## Start Data lines

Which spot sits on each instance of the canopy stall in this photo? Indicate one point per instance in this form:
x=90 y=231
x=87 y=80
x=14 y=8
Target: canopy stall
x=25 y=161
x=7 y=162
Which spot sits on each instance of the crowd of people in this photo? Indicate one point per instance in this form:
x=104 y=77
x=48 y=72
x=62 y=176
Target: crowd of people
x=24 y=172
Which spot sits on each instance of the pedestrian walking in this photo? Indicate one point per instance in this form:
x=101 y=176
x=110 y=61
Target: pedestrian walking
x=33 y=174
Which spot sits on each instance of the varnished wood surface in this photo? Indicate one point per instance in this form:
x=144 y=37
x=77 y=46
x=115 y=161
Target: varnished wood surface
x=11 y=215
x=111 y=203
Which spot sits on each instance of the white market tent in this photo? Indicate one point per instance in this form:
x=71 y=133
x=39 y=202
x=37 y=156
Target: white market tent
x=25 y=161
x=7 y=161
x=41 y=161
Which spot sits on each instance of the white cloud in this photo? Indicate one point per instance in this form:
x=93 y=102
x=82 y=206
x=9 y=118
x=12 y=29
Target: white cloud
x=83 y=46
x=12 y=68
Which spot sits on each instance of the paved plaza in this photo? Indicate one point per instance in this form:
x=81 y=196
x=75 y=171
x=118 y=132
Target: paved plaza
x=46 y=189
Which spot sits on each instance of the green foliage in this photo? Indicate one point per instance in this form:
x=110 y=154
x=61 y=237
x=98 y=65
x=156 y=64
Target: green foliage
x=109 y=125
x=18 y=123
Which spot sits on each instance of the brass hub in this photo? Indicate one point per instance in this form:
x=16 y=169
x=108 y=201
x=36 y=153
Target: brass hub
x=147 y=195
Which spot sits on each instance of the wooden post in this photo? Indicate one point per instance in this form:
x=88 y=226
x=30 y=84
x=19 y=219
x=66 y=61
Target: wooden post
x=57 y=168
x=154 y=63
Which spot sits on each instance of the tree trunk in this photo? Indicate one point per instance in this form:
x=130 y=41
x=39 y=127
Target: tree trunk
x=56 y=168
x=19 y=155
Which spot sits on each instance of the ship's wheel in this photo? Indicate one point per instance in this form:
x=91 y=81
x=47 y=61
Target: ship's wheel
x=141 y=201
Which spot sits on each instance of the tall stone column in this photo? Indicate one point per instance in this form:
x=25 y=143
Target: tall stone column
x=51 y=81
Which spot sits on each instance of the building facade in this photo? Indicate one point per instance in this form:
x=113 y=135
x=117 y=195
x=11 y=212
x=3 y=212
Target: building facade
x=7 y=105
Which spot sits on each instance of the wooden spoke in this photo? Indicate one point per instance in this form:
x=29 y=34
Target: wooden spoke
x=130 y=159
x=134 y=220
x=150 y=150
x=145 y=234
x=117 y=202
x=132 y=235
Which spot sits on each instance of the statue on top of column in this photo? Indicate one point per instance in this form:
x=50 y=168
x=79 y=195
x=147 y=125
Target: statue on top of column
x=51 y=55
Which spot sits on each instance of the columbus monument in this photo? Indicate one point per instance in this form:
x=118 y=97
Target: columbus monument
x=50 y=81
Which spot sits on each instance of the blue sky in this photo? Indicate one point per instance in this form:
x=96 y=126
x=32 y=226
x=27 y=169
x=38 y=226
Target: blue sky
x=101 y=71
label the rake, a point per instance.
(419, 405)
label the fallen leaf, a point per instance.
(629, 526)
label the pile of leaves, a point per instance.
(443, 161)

## End Data lines

▸ Exercise task
Copy out word for word every line from the one containing "label the fallen leaf, a point per instance." through the final line of the rows above, including both.

▸ Solution for this problem
label the fallen leaf, a point per instance.
(629, 526)
label the pile of leaves, a point per instance.
(443, 161)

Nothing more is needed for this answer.